> _Source text_:

-- -- --

Step 2 – Super Nutritious Chicken Bone Broth Recipe
I will often prescribe 1/2 cup of broth, 2 times a day to patients, especially those with bone, joint, or cartilage issues and to all my patients that have digestive issues. Bone broth is one of my Four Pillars of Supplementation.
- chicken bones, skin, cartilage, joints & giblets
- 1/3 cup apple cider vinegar (helps draw minerals, particularly calcium, magnesium and potassium, into the broth)
- vegetable scraps (optional)
- Use a meat tenderizer or something similar to crack the medium and large chicken bones to expose the marrow.
- Return all the bones, skin, joints, cartilage, and giblets to the crock pot.
- Pour in enough water to fill the crock pot
- Add 1/3 cup vinegar
- Cook on low for 18-24 hours.
- If you would like to add the optional vegetable scraps, add them in the last hour of cooking.
- Turn off the slow cooker and let chill.
- Gather a number of wide mouth jars* and strain the broth. I find it easiest to first, place a strainer on top of a funnel and then place the funnel/strainer on the mason jar. Use a ladle or something similar to pour the broth through the funnel/strainer combo and into the mason jar. Make sure to leave about a 1/2 inch at the top for expansion while freezing.
- Mark the jars with the date and put them in your freezer.
Use the broth alone to sip, perhaps on a cold night or when not feeling well.
Add to soups, stews, sauces, etc.
When making rice use 1/2 water & 1/2 broth.
Add it to anything that calls for water or broth.
We have even put the broth in ice cube trays and then transferred them to freezer bags to store. That way it is easy to use in smaller amounts.
In our freezer, you will always find a gallon freezer bag filled with carrot tops, onion skins, potato peels, etc. We use these veggie scraps to add additional nutrients to the broth.
*We use wide mouth mason jars (or something comparable like glass peanut butter jars) because it requires less defrosting to get the broth out of the jar than a narrow mouth jar.

-- -- --

> _Data shown_:
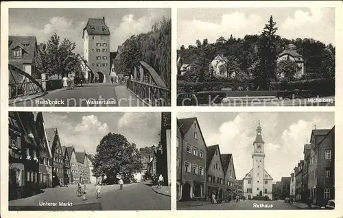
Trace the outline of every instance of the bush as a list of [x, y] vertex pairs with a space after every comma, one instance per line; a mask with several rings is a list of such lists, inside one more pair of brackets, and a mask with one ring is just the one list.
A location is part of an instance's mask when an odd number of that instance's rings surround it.
[[226, 97], [225, 92], [182, 93], [178, 94], [176, 101], [178, 106], [209, 105], [212, 101], [215, 104], [220, 104], [223, 98]]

-- -- --

> _Brief_: Translate this sentence from the chicken bone broth recipe into Spanish: "Use the broth alone to sip, perhaps on a cold night or when not feeling well."

> _Response to the task_: Usa el caldo solo para beberlo a sorbos, quizás en una noche fría o cuando no te sientas bien.